[Records from a data source]
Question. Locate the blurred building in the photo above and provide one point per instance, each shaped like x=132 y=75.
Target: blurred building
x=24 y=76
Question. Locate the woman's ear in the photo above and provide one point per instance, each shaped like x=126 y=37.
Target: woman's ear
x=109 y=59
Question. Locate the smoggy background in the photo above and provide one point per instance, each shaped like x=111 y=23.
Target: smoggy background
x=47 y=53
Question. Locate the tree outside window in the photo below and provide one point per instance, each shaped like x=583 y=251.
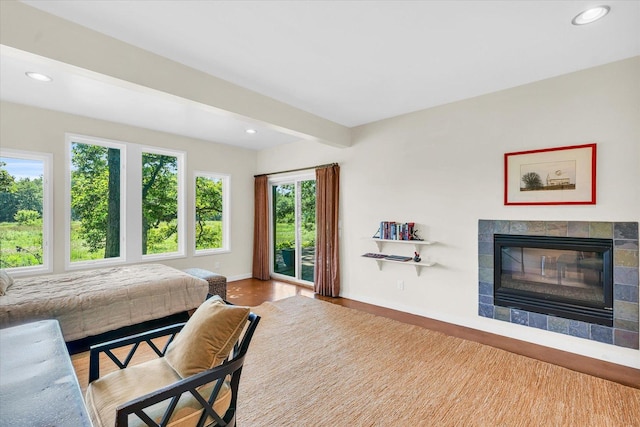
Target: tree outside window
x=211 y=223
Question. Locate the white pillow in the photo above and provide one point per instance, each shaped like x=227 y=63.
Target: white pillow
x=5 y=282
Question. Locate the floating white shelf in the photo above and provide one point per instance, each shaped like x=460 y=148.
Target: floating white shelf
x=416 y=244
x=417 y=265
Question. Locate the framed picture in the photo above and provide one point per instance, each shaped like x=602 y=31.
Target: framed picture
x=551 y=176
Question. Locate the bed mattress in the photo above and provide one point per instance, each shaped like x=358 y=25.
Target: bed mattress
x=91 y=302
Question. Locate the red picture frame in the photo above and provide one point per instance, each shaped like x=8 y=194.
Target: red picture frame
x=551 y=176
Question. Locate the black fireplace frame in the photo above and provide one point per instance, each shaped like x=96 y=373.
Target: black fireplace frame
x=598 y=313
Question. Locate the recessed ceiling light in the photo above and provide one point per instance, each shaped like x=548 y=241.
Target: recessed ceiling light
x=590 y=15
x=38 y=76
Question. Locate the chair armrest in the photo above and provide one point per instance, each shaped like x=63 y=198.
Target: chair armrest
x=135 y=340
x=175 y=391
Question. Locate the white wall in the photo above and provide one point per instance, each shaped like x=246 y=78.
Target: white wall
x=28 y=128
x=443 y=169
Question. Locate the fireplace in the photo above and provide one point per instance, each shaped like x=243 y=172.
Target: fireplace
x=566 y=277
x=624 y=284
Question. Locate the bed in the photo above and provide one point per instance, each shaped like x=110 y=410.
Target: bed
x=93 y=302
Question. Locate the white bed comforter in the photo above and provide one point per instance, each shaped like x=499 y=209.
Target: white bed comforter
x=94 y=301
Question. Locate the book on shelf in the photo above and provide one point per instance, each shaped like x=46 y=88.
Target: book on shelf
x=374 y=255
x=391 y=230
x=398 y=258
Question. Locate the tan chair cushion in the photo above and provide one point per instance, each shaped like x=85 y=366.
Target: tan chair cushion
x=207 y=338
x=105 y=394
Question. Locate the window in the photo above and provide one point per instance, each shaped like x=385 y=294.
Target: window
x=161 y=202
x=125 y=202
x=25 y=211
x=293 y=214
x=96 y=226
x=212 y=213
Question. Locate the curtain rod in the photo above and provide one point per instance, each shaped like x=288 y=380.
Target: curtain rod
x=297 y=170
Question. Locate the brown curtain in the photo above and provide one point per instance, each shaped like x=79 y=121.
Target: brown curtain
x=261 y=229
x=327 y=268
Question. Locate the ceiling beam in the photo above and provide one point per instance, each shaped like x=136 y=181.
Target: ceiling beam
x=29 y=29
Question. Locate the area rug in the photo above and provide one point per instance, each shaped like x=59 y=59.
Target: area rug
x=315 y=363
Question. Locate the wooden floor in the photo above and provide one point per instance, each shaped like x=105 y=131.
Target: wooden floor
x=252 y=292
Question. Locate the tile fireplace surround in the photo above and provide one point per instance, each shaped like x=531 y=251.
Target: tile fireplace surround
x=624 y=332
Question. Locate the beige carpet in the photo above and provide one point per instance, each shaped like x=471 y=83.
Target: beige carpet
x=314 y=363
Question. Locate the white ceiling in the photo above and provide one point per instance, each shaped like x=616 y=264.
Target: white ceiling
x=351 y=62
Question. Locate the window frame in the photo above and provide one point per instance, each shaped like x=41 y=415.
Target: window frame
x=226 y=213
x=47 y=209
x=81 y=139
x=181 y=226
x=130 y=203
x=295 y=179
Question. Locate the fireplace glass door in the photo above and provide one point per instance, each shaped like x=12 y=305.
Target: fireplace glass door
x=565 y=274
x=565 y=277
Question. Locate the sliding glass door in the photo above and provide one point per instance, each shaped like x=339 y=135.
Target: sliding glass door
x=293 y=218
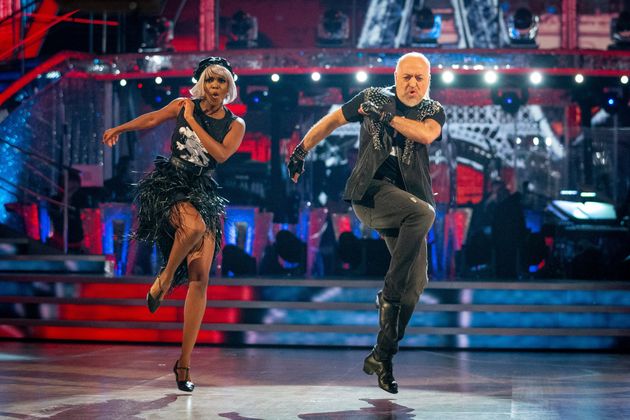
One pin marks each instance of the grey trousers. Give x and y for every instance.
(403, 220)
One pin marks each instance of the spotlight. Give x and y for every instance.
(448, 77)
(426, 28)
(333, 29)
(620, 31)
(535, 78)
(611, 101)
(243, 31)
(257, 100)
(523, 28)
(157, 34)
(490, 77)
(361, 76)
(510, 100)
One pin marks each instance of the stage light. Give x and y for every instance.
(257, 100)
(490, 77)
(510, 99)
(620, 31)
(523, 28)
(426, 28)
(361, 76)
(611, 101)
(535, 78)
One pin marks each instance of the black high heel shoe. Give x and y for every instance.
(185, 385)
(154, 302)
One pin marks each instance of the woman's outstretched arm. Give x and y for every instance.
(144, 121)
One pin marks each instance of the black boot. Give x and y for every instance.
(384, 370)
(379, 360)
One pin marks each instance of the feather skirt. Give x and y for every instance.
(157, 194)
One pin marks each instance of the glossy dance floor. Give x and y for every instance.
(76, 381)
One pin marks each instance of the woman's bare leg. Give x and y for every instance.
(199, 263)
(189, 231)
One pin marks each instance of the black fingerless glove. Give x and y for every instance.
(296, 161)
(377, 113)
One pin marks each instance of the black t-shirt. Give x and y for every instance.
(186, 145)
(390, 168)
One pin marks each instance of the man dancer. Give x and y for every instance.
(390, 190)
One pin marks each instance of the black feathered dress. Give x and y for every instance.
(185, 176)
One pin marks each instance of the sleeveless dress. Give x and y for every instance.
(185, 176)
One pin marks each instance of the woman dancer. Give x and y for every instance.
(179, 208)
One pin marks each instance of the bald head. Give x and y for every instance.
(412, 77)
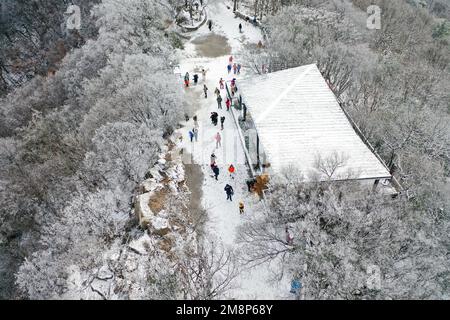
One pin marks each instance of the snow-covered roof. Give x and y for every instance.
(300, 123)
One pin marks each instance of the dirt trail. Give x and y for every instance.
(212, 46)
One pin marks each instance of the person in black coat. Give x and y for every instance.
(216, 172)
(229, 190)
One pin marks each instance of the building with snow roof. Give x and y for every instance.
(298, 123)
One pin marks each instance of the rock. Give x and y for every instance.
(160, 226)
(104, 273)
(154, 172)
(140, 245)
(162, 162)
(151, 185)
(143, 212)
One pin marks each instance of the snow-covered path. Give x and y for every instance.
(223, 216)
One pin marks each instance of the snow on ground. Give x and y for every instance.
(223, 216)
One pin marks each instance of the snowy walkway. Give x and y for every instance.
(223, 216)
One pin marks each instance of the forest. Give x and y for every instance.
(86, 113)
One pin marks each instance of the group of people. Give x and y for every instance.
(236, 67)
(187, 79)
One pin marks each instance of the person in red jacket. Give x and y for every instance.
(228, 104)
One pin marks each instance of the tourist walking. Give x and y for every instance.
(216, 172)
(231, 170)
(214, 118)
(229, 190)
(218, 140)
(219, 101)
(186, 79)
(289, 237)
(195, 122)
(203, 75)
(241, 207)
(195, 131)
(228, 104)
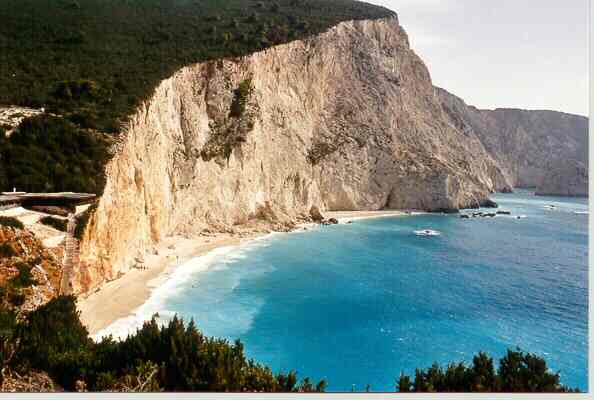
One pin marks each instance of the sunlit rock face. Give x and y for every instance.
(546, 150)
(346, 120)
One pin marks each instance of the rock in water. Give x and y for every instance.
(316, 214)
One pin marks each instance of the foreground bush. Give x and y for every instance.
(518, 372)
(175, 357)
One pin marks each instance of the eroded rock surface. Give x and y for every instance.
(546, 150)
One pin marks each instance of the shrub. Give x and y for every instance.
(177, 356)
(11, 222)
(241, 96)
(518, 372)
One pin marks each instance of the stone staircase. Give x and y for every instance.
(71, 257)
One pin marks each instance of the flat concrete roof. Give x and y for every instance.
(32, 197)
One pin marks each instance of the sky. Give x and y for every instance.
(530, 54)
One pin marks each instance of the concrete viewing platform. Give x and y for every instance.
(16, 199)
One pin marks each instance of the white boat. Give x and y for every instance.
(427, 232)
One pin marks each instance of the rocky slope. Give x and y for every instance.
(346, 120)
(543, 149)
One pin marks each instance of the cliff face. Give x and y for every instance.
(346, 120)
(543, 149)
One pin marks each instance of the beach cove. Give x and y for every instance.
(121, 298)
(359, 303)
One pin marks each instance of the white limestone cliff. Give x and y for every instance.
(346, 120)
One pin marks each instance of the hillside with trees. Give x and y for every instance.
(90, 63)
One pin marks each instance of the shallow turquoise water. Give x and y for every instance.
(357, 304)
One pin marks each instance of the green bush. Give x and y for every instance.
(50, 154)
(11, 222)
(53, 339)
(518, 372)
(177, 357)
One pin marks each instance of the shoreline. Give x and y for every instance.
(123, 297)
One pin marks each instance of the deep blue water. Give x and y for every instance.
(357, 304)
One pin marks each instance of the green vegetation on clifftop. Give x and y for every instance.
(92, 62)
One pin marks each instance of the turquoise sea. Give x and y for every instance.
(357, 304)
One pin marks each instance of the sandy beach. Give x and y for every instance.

* **Goal of the exercise**
Starting at the first line of the records above, set down each line exactly through the one that holds "Question. Locate the framed". Omit pictures.

* **Finished task**
Question. Locate the blurred building in the photo above and provide one point per instance, each shaped like x=132 y=75.
Target: blurred building
x=24 y=76
Question. Locate the woman's ear in the photo above and provide one point per instance, each shaped like x=126 y=37.
Target: woman's ear
x=109 y=59
Question. Locate the smoggy background in the photo above and provide one point per instance, each shaped like x=111 y=23.
Target: smoggy background
x=47 y=53
Question. Locate the tree outside window in the photo below and provide one point per instance, each shaped like x=583 y=251.
Target: tree outside window
x=211 y=223
Question. Locate the white pillow in the photo above and provide one point per instance, each shaped like x=227 y=63.
Target: white pillow
x=5 y=282
Question. Locate the floating white shelf in the photo above and provide one point per instance, each shaped like x=460 y=148.
Target: floating white shelf
x=416 y=244
x=417 y=265
Question. Locate the framed picture in the photo above and provide one point per instance, each shaped like x=602 y=31.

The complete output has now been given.